_Compiti da svolgere_:
1 - Elenca tutte le persone che compaiono con il proprio nome nel brano di testimonianze su Rommel e i partigiani.
2 - Prosegui il brano di testimonianze su Rommel e i partigiani a partire dal punto in cui si interrompe.

_Brano dato_:

Rimaneva molte volte anche a cena. Non so se Rommel sapesse di mio padre, ma sicuramente Elsa Naumann in Barbaro era perfettamente a conoscenza che lui, capo partigiano, ricercato dai tedeschi e dai fascisti, era nel granaio della sua villa.

Il fatto singolare è che questa contessa correva un grosso rischio, non solo quando c’era Rommel, ma soprattutto quando lui a fine novembre è andato via, perchè – come ho detto – al piano di sotto c’era l’ufficio di sicurezza dell’esercito tedesco.

Erwin Rommel con la moglie

Il soggiorno di mio padre nel ’43 penso si sia limitato al mese di ottobre. Mentre è stato più lungo nel ’44. Nel ’43 aveva raggiunto villa “La Bottona” con mezzi suoi, credo accompagnato da mia madre con una macchina di servizio pubblico. Invece nel 1944 vi è stato trasportato in una ambulanza tedesca, perchè lo stesso tedesco che ci aveva requisito la casa di Verona, la sorte poi ha voluto che ci requisisse pure la nostra casa di campagna, quella in cui abitiamo adesso.

Così è accaduto che mia madre e i miei fratelli più grandi, sono diventati suoi amici, si chiamava Ferdinand Monzel abitava ad Oiskirker ed era un medico ostetrico. Io a quel tempo avevo undici anni. Questo medico tedesco è rimasto in così buoni rapporti con noi, che poi ha accompagnato mio padre al rifugio di Villa Bottona.

Nell’ottobre del ’43, quando c’era Rommel, mio padre era rimasto nascosto nella Villa per circa un mese. Alla fine del quale è tornato a Verona per organizzare attacchi partigiani con i suoi amici antifascisti. Tant’è che, in dicembre, è stato anche arrestato e portato come ostaggio nel Forte San Leonardo di Verona.

Suo padre era noto per la sua attività antifascista anche prima della guerra?

Certo. Aveva organizzato degli attentati contro Mussolini… tant’è vero che ogni volta che veniva Mussolini da queste parti lo chiamavano in Questura e lo trattenevano.

 

Rommel graziò due partigiani

 

Testimonianza di

Nicolino Branciforti

Nicolino Branciforti

di Enzo Cicchino

Ci troviamo sulla Gardesana, alle spalle abbiamo la Rocca di Garda, dopo la Gardesana c’è un dirupo e lì incomincia il lago di Garda. Qui c’era un grande traffico di truppa che proveniva dalla Germania, infatti questa strada conduce a Riva … Trento, Bolzano e via… E’ stata una strada sicuramente battuta da molti mezzi militari, in quel settembre ottobre 1943. Era una strada molto più svelta di quella del Brennero.

_Dati da analizzare_:
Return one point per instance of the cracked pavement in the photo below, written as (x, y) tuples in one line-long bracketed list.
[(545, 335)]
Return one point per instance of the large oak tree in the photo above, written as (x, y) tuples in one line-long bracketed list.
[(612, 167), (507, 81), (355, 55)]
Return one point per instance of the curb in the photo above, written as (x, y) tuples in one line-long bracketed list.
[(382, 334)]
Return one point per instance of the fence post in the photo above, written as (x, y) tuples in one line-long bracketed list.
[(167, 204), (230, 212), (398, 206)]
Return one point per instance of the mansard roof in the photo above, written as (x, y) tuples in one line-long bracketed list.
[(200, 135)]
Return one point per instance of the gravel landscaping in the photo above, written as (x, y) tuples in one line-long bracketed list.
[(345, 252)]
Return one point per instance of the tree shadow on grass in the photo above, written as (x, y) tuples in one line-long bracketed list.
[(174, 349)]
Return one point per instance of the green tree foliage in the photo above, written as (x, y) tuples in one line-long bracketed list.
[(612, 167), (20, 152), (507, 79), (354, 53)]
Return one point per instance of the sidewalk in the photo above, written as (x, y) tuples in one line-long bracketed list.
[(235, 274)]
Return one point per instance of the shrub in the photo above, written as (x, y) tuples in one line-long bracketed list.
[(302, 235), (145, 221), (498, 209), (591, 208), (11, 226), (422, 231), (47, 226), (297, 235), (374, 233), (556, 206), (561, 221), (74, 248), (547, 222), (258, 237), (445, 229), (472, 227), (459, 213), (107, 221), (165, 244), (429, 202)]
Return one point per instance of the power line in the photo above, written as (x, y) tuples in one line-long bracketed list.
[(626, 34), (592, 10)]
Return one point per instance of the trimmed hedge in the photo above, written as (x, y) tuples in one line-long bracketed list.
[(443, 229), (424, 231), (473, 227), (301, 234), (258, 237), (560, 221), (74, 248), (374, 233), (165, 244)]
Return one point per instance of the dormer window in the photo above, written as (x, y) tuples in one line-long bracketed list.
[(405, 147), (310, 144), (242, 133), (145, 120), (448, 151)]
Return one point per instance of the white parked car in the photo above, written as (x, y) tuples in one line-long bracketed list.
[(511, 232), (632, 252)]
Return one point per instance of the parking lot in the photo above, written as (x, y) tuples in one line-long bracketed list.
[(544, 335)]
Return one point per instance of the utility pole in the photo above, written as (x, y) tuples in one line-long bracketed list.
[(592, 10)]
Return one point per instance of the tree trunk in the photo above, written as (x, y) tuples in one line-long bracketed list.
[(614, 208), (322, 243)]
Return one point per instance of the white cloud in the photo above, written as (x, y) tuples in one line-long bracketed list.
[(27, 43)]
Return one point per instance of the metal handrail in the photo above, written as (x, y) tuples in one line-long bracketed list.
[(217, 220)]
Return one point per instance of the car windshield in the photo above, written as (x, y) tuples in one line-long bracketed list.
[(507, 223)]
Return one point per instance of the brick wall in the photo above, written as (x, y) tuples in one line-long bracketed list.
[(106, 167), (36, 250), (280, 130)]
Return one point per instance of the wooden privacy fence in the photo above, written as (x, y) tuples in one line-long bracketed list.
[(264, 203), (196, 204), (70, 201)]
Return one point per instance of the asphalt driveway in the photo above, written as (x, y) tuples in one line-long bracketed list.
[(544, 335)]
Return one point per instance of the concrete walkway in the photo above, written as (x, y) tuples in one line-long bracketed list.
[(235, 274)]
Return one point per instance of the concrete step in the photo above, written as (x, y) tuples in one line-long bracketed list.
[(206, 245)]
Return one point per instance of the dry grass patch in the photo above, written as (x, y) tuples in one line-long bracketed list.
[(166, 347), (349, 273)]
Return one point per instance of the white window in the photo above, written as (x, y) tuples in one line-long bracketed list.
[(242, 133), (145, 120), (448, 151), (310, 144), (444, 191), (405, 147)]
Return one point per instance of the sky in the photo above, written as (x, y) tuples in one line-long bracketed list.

_Soluzioni degli esercizi_:
1 - Erwin Rommel, Elsa Naumann in Barbaro, Ferdinand Monzel, Mussolini, Nicolino Branciforti, Enzo Cicchino

2 -
Questa e’ la chiesetta di San Pietro sul territorio bardolinese, nei pressi di Garda, qui vicino passavano i fili del telefono del Quartier Generale di Rommel, forse i partigiani scelsero di sabotare questo punto proprio perchè era molto isolato.

In effetti però gli atti di sabotaggio non avvennero soltanto qui. Il primo fu in territorio sempre di Bardolino ma presso la villa di un certo avvocato Lenotti, che poi poveretto è stato arrestato, portato al San Leonardo di Verona, che è un forte, poi di lì portato a Mathausen, dove è deceduto. A riferire della sua morte è stato un partigiano bardolinese catturato a Ronchi dei Legionari, in Venezia Giulia; lo ha visto mentre lo portavano al forno crematorio.

 Sembra che la ragione del suo arresto e conseguente internamento nel campo di sterminio fosse dovuta proprio al fatto di averlo ritenuto responsabile del taglio dei fili dinanzi alla sua villa. Non vi era nessuna prova. Probabilmente fu solo una scusa per liberarsi di un uomo che aveva manifestato le sue idee da antifasciste già prima della guerra.

Cosa accadde invece ai responsabili del taglio dei fili presso la chiesetta di San Pietro?

Riguardo al sabotaggio avvenuto qui davanti, i responsabili furono presi in flagranza di reato, mentre lo stavano compiendo. Erano due giovani, che furono immediatametne arrestati, giudicati per direttissima dal tribunale militare tedesco e condannati a morte… Mentre erano in attesa della esecuzione, però …  si è saputo poi… il generale Rommel li ha graziati.

Eh, Rommel forse l’ha fatto per dare un esempio; voleva accreditarsi anche un po’ di simpatia da parte della popolazione, comunque non li ha fatti ammazzare. Evidentemente era un uomo che prima di passare ai fatti gravi ci pensava su.